_À FAIRE:_
Extrayez du texte sur Alain Badiou tout ce qui va de « Le temps lave » jusqu'à « par thème traité. », sans rien changer.
··· TEXTE À LIRE ···
Il pensait en chef de secte avec une doctrine hérissée de chicanes et de secrets enchevêtrés à l’abri de laquelle, à l’exemple de Lénine et Mao, tout autre à l’approche, donc extérieur, était traité en ennemi.
Le temps lave toute chose et, des vivants qu’il décolore, il sauve des traits dont on fera portrait. Badiou n’aura finalement pas été un acteur mais, avec tout ce temps qu’il a passé à piétiner dans les coulisses en attendant son heure, il est resté un observateur et des plus attentifs.

width=Le lire et l’écouter peut donc nous aider à faire le bilan politique des cinquante ans passés.

Le lire ?
Avec l’espoir sans doute d’émuler les 32 pages du
Indignez-vous !
de Stéphane Hessel, il vient de publier 64 pages qu’en clin d’œil à Mao, il a intitulées : « On a raison de se révolter » (Fayard 2018), une parution qu’il a commentée en divers lieux dont l’excellent entretien qu’il a donné en toute complicité à Aude Ancelin sur Le Media.
Dans les longs extraits qui suivent, on passera donc de l’un à l’autre avec un regroupement par thème traité.


NB.
On a raison de se révolter
est signalé ci-après par [O] et l’entretien par [E]. Notées en substance, les interventions d’Alain Badiou sont indiquées par
AB.
, et celles d’Aude Ancelin par
AA.

Position personnelle
Les convictions que j’énonce sur ce blog disent assez que je me sens proche d’Alain Badiou à divers titres et souscris souvent à la partie critique de son propos.
Je récuse en revanche son ontologie et sa conception de l’amour.
En politique enfin, j'écarte l’a priori conflictuel qui structure sa pensée, colore son action et dicte ses références.
Cela fait beaucoup...
Comme tous ceux qui sont saisis d’horreur par ce que les forts infligent aux faibles, Badiou pense « dur comme fer » en termes de pouvoir. C’est un réflexe dont, craignant de se trahir, il reste prisonnier alors même que, en tant que philosophe, il perçoit la conséquence politique de son autocritique : dans l’alternative puissance vs impuissance, c’est basculer dans le deuxième terme que d’avouer comme lui (voir infra) qu’ « on a considéré que la solution de tous les problèmes est la prise du pouvoir d'État. Or nous savons maintenant, c’est la leçon que nous devons tirer des expériences russes et chinoises, que la prise du pouvoir d’État est loin de régler le problème fondamental qui est celui de l’appropriation collective ».
C’est cela qui le « désole » (lui et tant d'autres), soit ! mais cette alternative, il ne la dépasse pas. C’est pour cette raison que, malgré ses moyens intellectuels, en conclusion de 50 ans de travail politique, il ne peut faire mieux qu’un aveu de « faiblesse » pour lui et, plus grave encore, pour tous ceux qui affirment avec lui (et Mao, pourquoi pas ?) qu’ « on a raison de se révolter ».
« Trop déprimant, pense-t-il probablement, et ce n’est pas maintenant que je vais me réinventer. »
Ce dépassement pourtant est simple à concevoir : il faut sortir de la problématique du pouvoir.
Pour quoi faire et dans quelle perspective ?
Répondre à ces questions est l'objet même de ce blog.
··· DONNÉES FOURNIES ···
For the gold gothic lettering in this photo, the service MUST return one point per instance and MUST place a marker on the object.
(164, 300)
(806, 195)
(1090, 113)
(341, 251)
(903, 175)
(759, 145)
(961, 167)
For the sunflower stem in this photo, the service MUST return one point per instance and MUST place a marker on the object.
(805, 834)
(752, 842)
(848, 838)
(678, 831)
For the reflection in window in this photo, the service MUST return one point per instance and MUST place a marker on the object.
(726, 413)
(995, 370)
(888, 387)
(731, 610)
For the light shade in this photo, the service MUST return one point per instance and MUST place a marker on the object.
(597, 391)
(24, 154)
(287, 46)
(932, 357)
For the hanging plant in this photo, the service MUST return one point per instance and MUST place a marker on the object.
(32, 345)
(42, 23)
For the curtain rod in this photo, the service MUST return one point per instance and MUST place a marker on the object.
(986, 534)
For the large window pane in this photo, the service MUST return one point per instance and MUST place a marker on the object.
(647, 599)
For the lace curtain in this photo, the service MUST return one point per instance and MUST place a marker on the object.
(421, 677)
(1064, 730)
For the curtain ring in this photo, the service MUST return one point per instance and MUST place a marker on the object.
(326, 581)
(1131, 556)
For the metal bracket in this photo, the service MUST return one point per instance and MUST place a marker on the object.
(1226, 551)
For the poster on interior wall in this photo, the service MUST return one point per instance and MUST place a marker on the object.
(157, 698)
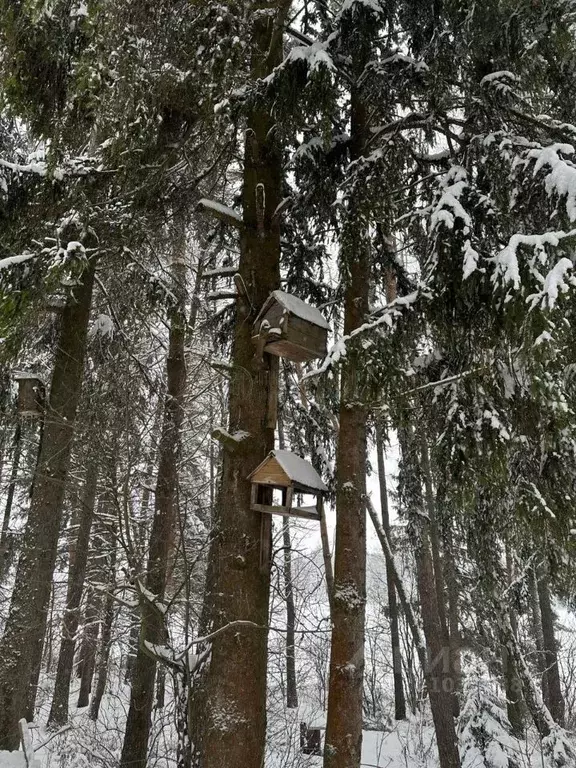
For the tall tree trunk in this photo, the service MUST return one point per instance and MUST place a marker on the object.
(106, 635)
(4, 543)
(232, 700)
(399, 698)
(291, 683)
(59, 710)
(450, 574)
(291, 686)
(553, 688)
(438, 671)
(430, 496)
(384, 539)
(25, 627)
(344, 719)
(539, 712)
(439, 678)
(136, 737)
(536, 626)
(512, 684)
···
_RÉPONSE ATTENDUE:_
Le temps lave toute chose et, des vivants qu’il décolore, il sauve des traits dont on fera portrait. Badiou n’aura finalement pas été un acteur mais, avec tout ce temps qu’il a passé à piétiner dans les coulisses en attendant son heure, il est resté un observateur et des plus attentifs.

width=Le lire et l’écouter peut donc nous aider à faire le bilan politique des cinquante ans passés.

Le lire ?
Avec l’espoir sans doute d’émuler les 32 pages du
Indignez-vous !
de Stéphane Hessel, il vient de publier 64 pages qu’en clin d’œil à Mao, il a intitulées : « On a raison de se révolter » (Fayard 2018), une parution qu’il a commentée en divers lieux dont l’excellent entretien qu’il a donné en toute complicité à Aude Ancelin sur Le Media.
Dans les longs extraits qui suivent, on passera donc de l’un à l’autre avec un regroupement par thème traité.